> Work to be completed
Every line of the following records that includes "with" should be copied.
_____
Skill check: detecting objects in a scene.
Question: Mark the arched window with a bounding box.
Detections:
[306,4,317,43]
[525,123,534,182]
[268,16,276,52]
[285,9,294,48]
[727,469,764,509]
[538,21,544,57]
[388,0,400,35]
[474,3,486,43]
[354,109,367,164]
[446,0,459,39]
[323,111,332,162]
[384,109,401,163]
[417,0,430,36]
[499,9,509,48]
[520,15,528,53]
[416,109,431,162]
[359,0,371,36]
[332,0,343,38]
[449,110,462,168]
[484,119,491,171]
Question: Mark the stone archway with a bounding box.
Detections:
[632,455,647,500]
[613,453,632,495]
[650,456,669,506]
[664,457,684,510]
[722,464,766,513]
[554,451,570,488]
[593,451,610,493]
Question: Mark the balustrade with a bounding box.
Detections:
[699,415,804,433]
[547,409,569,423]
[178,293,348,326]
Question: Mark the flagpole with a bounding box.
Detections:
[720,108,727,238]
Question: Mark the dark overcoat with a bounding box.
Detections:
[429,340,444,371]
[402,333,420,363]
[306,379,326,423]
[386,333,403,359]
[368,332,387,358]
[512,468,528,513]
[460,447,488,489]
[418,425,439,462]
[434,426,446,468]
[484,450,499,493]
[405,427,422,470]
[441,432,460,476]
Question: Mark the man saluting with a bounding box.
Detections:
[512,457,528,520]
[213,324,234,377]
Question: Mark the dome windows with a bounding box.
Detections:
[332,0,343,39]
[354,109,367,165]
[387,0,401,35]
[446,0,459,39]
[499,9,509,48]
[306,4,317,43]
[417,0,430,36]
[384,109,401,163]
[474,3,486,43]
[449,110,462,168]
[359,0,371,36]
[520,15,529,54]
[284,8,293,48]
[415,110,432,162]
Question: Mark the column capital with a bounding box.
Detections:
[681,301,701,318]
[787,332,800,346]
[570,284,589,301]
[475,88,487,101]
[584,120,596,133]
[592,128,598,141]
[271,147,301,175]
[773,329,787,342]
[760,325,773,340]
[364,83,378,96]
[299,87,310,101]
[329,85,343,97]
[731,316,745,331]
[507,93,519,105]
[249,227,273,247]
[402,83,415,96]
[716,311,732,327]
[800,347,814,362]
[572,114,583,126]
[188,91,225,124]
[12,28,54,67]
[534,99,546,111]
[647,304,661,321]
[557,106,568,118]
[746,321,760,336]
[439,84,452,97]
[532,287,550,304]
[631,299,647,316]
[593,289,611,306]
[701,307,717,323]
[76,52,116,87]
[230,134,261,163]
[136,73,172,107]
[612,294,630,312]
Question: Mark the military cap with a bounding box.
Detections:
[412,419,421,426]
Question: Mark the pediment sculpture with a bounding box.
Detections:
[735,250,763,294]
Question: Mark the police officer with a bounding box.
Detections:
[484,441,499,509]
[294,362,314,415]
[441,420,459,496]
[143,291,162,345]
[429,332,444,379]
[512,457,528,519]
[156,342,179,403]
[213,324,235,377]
_____
> Response below
Question: Mark the arched window with a bounding box.
Question: Mark the stone archway with a bounding box.
Question: Mark the balustrade with a bounding box.
Question: Mark the flagpole with a bounding box.
Question: Mark the dark overcoat with a bounding box.
Question: Mark the man saluting with a bounding box.
Question: Mark the dome windows with a bounding box.
Question: Mark the column capital with a bounding box.
Question: Mark the military cap with a bounding box.
Question: Mark the pediment sculpture with a bounding box.
Question: Mark the police officer with a bounding box.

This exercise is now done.